Repeat verbatim every line of the material, beginning at the line that holds "Task: Where can the fern" and ending at its last line.

DATASET CONTENT >>
★ ★ ★

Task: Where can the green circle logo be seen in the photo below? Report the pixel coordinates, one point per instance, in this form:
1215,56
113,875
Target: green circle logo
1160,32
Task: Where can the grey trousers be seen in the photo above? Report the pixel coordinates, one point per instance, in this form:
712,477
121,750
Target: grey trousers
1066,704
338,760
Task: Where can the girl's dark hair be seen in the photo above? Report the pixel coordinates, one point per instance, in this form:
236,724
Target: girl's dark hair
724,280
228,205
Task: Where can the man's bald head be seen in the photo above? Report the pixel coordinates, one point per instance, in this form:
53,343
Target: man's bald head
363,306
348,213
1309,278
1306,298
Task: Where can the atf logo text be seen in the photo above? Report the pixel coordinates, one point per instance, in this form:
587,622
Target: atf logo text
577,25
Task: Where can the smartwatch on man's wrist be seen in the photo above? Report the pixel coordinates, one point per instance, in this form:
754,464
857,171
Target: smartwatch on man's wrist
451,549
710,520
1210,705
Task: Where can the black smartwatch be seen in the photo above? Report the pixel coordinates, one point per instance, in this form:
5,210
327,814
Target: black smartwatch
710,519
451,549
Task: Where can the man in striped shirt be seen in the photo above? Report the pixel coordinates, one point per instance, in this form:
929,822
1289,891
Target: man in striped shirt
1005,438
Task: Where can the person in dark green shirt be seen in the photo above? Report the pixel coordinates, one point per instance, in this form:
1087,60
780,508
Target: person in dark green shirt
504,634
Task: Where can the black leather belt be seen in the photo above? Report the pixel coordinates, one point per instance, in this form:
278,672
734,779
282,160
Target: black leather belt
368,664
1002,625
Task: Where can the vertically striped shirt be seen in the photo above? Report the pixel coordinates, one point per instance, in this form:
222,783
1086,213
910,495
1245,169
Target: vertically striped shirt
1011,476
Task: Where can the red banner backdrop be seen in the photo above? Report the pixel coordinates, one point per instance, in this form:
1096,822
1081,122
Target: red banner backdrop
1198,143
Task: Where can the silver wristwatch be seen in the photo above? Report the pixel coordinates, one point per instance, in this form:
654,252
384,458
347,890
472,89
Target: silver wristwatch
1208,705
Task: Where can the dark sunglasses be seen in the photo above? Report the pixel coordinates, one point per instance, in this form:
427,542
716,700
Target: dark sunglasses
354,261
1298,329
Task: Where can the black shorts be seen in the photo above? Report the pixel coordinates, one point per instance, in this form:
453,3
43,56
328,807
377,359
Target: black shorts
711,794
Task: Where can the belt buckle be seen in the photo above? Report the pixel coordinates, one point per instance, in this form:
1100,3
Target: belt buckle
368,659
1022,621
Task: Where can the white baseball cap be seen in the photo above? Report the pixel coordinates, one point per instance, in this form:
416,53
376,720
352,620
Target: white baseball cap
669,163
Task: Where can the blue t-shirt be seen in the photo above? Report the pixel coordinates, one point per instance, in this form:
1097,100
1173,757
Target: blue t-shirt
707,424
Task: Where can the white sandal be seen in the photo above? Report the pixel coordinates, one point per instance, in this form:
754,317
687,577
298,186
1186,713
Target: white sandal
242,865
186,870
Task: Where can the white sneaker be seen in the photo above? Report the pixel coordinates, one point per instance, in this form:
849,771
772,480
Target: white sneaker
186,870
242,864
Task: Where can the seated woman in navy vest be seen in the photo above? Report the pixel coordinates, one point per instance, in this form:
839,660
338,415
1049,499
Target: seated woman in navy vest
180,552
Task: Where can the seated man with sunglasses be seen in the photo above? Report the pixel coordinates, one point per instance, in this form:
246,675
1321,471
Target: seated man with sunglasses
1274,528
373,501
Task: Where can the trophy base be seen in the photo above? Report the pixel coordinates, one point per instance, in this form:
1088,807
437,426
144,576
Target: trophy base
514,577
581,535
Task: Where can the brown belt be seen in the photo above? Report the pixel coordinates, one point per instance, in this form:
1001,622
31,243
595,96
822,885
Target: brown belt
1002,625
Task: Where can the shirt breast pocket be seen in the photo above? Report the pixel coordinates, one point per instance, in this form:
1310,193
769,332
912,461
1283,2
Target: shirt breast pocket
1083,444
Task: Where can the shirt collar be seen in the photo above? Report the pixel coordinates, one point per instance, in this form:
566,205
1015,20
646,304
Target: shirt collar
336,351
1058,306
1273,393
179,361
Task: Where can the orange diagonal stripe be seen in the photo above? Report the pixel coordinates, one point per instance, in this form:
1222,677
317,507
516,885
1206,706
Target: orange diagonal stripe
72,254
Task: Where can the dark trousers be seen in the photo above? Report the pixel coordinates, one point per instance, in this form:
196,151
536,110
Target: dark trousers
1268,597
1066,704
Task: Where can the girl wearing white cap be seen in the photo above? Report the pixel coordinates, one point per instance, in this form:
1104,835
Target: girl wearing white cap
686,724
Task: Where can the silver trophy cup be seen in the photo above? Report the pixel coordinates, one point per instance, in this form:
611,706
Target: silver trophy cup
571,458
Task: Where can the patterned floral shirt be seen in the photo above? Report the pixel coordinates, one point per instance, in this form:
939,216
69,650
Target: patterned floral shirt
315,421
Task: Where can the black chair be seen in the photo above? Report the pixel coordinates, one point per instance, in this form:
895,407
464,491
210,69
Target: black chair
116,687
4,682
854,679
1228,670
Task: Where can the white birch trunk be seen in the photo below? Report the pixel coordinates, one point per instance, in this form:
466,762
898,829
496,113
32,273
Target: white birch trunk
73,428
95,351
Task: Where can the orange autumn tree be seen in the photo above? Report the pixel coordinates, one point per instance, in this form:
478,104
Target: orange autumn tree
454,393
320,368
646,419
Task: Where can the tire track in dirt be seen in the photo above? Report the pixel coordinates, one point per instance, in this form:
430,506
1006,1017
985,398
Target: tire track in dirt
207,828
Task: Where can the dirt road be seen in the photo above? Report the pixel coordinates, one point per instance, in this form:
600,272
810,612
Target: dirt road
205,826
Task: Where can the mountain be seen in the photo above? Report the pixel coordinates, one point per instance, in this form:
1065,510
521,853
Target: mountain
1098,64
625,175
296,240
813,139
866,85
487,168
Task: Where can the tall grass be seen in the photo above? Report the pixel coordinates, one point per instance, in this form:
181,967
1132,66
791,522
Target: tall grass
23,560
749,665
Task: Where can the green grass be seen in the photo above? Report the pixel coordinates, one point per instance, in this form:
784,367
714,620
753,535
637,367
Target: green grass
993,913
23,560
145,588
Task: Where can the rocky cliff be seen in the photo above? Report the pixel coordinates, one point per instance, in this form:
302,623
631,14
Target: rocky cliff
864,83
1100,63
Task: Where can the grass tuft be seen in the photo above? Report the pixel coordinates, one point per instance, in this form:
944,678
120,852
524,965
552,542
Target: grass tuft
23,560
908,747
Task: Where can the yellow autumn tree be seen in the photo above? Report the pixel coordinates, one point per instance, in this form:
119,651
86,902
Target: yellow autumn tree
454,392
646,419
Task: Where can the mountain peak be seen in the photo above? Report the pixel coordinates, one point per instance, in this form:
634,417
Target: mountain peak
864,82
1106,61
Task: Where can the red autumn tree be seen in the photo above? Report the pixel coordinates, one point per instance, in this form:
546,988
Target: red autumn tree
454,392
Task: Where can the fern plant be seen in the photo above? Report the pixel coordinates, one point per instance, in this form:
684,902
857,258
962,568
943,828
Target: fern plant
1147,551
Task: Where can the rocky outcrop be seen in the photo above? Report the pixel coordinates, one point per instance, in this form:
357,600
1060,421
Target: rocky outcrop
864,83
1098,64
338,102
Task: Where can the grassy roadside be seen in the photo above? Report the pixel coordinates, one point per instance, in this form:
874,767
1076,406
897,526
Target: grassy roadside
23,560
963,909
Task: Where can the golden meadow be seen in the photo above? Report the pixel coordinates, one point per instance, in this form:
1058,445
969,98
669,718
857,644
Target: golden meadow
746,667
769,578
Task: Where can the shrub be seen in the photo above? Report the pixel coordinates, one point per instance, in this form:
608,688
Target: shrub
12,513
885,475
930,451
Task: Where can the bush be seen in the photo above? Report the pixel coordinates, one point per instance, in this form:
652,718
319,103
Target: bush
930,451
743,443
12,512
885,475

★ ★ ★

SOLVED PROBLEM >>
Task: Where can the fern plant be seen in the photo above? Report the pixel coordinates, one point per instance, in this form:
684,902
857,258
962,568
943,828
Target: fern plant
1147,551
Task: Where can the rocky outcrop be seen in the photo above? Report the pixel coordinates, one point per instance, in this form:
357,600
1060,421
Target: rocky outcrop
864,83
1098,64
338,102
Task: Where can the grassy roadside be seen in the photo above? Report the pixel coordinates, one point per instance, in this form:
874,767
1076,406
897,526
Target: grassy roadside
23,560
963,909
Task: Where can the golden meadow be seen in the photo above? Report the pixel coordinates, one point per instance, in this form:
1058,445
969,98
669,718
857,644
Target: golden meadow
746,667
769,578
Task: Where can the shrub be seen in the photo above? Report the pixel coordinates, one point per instance, in this form:
608,688
Target: shrub
12,513
885,475
930,451
Task: Where can the bush be seen in the photo above? Report the pixel coordinates, one point per instance, in this form:
652,718
319,103
Target: bush
930,451
743,443
12,512
885,475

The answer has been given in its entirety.